* [SOURCE DOCUMENT]:
________________________________________

In the perky pink world of breast cancer awareness, survivors are depicted as these smiling, carefree archetypes. They survived! They’re winners! And they’re so very happy!

The reality is not quite so sparkly. Physically, my body was kind of a mess. My reconstructed breasts were misshapen and almost completely numb from my mastectomy. (Let me put to rest the misconception that reconstructive surgery is akin to getting a boob job.) My hair was growing back, but the chemo made it return super curly and hard to manage. Chemo also threw me into early menopause, which kicked in in earnest after I had my ovaries removed due to my BRCA-positive status. (This gene mutation puts carriers at a higher risk of breast and ovarian cancers.) I even lost a toenail due to the chemo.

Mentally, I was in even worse shape. Since I wasn’t focused on treatment, I had plenty of time to obsess about the possibility of recurrence and metastasis. Every little ache or pain sent me into a spiral of fear and anxiety. Was that backache a tumor on my spine? Did my splitting headache mean the cancer had spread to my brain?

________________________________________

* [WHAT TO DO]:
A) Retype the breast cancer survivorship passage, starting at "In the perky" and ending at "to the chemo.".
B) Render this sentence from the breast cancer survivorship passage in Spanish: "Every little ache or pain sent me into a spiral of fear and anxiety."
C) Carry on writing the breast cancer survivorship passage, beginning after its final sentence.

________________________________________

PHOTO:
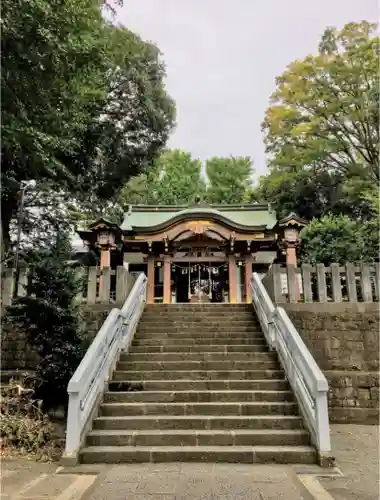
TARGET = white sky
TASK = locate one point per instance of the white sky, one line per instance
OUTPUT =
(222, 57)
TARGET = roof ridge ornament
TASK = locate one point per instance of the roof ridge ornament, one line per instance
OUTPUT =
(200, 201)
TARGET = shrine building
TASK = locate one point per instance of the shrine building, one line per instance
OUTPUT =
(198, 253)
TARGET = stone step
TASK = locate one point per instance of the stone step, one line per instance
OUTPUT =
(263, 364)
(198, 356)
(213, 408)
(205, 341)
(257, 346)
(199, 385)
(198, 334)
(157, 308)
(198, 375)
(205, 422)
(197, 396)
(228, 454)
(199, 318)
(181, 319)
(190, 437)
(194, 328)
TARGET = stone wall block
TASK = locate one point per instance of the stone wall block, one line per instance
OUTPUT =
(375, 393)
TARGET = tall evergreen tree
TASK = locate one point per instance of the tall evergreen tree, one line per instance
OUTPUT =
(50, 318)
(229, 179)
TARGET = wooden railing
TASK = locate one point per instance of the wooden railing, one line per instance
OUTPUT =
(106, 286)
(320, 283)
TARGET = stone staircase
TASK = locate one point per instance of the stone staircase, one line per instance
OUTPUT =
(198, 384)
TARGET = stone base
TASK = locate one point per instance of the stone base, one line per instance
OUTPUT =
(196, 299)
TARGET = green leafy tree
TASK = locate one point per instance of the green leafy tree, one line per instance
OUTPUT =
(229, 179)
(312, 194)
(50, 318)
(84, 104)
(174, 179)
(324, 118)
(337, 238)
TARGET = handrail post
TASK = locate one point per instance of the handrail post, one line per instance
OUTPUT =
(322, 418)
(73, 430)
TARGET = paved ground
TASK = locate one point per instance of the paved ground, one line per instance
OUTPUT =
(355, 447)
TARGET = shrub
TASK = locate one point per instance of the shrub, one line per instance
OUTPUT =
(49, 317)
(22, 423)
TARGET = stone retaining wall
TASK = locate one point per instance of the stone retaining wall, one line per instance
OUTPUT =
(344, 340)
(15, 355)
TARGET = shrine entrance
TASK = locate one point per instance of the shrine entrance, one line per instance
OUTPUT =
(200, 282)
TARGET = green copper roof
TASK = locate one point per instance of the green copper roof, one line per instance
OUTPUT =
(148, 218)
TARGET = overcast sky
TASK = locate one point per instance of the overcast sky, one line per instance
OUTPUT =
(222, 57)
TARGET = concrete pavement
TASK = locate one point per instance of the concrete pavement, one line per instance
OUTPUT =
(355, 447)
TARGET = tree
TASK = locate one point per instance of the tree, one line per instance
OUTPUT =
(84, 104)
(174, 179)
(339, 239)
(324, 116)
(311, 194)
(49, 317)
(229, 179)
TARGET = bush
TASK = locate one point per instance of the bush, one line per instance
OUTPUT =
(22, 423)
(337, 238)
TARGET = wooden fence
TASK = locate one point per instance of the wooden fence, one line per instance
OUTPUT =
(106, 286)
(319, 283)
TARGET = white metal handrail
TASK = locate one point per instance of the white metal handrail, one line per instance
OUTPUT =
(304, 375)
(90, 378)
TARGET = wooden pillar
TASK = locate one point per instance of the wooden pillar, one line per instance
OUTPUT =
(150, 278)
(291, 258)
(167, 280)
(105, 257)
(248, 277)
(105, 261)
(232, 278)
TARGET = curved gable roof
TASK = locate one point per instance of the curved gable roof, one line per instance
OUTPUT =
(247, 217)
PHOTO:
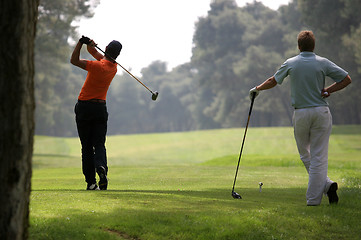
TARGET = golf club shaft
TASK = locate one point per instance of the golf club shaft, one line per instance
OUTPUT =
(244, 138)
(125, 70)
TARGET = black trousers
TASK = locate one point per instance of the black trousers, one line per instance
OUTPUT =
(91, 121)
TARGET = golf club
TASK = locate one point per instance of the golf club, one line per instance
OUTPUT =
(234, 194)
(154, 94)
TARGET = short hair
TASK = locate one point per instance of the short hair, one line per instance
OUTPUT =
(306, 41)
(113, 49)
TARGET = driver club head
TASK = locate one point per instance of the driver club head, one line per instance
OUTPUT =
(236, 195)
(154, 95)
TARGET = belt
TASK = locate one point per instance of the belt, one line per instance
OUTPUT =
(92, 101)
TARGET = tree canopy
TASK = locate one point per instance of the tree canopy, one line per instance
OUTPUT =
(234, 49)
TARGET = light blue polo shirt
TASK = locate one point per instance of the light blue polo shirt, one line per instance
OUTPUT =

________________________________________

* [RESULTS BY TASK]:
A)
In the perky pink world of breast cancer awareness, survivors are depicted as these smiling, carefree archetypes. They survived! They’re winners! And they’re so very happy!

The reality is not quite so sparkly. Physically, my body was kind of a mess. My reconstructed breasts were misshapen and almost completely numb from my mastectomy. (Let me put to rest the misconception that reconstructive surgery is akin to getting a boob job.) My hair was growing back, but the chemo made it return super curly and hard to manage. Chemo also threw me into early menopause, which kicked in in earnest after I had my ovaries removed due to my BRCA-positive status. (This gene mutation puts carriers at a higher risk of breast and ovarian cancers.) I even lost a toenail due to the chemo.

B) Cada pequeño dolor o molestia me lanzaba a una espiral de miedo y ansiedad.

C)
I’d sit up for hours at night, consulting Dr. Google on my phone and trolling breast cancer message boards for people with similar symptoms who ended up being OK. I realized a lot of this was completely irrational. But at the same time, a reality of breast cancer survivors ― even those with early-stage diagnoses and positive treatment outcomes ― is that there is always a chance of the disease coming back or spreading.

According to Metavivor, a nonprofit advocacy group for awareness and research of Stage 4 breast cancer, 30 percent of those who are diagnosed with early-stage breast cancer will experience metastasis. So, my paranoia wasn’t completely unfounded.

In the midst of this, I realized how completely unprepared I was for life after cancer. When you’re in treatment, everyone rallies around to help you through it ― I felt almost overwhelmed by the assistance and good wishes I received. You have a team of doctors and nurses at the ready to respond to any issue that may arise. And there’s so much information and support available to help you navigate chemo, surgery and radiation.

But then treatment ends. Your hair grows back, and you don’t look obviously like a sick person. Doctor appointments taper from weekly to monthly to yearly, and everyone seems to go back to their normal lives. And they just assume you’re doing the same. But for me, nothing felt normal.

Even my husband, who’d been in the trenches with me the whole time, seemed to breathe a sigh of relief, while I was still holding my breath.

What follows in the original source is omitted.